*Exercício escrito*.
Comece na linha que tem "Drone-based agricultural survey in progress. Pinpoint white" e pare depois da linha que tem "[130,526,188,543]". Reescreva só essas linhas, trocando "woman" por "child" e mantendo todo o resto igual.

*Dados extraídos*.
━━━━

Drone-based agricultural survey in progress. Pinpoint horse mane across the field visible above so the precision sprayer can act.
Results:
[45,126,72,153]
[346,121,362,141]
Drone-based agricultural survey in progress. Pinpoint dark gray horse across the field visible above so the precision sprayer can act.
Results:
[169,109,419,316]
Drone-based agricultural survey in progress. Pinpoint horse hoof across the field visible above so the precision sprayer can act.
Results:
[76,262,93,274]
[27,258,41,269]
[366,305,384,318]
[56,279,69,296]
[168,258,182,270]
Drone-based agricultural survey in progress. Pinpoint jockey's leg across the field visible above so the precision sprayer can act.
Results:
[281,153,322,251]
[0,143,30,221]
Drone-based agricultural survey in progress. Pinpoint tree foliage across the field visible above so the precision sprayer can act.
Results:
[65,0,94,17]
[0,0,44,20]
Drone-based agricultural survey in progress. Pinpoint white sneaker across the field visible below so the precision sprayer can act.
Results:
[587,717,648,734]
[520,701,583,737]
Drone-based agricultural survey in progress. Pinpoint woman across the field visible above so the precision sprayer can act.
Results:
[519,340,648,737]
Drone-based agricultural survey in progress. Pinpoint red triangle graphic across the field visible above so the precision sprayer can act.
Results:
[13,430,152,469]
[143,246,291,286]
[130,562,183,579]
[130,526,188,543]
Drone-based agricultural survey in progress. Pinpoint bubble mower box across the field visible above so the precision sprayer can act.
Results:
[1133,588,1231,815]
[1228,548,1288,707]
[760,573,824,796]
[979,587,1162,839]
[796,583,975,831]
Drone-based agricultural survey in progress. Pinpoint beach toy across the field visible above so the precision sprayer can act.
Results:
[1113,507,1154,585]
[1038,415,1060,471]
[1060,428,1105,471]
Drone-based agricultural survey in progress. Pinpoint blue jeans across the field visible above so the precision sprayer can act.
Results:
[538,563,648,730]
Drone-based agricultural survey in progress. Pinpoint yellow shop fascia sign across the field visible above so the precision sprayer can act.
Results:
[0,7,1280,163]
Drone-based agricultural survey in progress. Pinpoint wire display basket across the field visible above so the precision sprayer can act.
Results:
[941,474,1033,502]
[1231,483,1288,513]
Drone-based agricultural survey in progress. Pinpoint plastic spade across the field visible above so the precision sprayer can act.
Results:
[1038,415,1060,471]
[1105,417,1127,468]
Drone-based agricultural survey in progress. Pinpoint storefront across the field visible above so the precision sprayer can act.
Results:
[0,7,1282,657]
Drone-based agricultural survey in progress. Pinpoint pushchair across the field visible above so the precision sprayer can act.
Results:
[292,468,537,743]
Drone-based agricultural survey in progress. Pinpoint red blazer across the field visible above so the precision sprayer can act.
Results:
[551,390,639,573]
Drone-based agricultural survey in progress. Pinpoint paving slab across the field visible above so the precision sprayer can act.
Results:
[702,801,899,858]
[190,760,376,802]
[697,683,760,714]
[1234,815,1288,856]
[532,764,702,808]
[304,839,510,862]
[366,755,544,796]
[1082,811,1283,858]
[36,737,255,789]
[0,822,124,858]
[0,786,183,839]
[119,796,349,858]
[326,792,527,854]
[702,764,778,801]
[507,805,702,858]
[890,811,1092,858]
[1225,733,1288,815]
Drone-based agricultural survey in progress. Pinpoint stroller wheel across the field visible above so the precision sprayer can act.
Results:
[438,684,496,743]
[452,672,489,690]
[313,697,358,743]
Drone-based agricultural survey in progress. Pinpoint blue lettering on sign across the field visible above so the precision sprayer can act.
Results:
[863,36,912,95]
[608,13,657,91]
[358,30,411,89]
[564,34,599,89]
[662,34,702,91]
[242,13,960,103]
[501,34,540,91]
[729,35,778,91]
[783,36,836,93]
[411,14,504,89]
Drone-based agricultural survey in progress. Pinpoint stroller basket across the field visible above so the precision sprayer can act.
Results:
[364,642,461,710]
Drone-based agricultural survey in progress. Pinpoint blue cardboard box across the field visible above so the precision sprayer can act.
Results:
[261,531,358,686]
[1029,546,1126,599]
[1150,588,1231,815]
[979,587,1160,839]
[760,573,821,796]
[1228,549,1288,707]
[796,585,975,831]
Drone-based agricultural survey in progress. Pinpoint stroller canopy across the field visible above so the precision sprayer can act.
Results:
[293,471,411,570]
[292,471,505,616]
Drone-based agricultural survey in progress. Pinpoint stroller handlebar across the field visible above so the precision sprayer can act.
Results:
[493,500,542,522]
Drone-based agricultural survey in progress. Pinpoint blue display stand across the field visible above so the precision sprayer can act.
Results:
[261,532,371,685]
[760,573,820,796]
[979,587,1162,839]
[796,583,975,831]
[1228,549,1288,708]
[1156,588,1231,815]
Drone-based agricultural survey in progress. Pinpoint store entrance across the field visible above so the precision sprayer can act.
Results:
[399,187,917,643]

━━━━

*Resultado completo*.
Drone-based agricultural survey in progress. Pinpoint white sneaker across the field visible below so the precision sprayer can act.
Results:
[587,717,648,734]
[520,701,583,737]
Drone-based agricultural survey in progress. Pinpoint child across the field visible above so the precision sprayer can act.
Results:
[519,340,648,737]
Drone-based agricultural survey in progress. Pinpoint red triangle graphic across the field visible above so the precision sprayer can act.
Results:
[13,430,152,469]
[143,246,291,286]
[130,562,183,579]
[130,526,188,543]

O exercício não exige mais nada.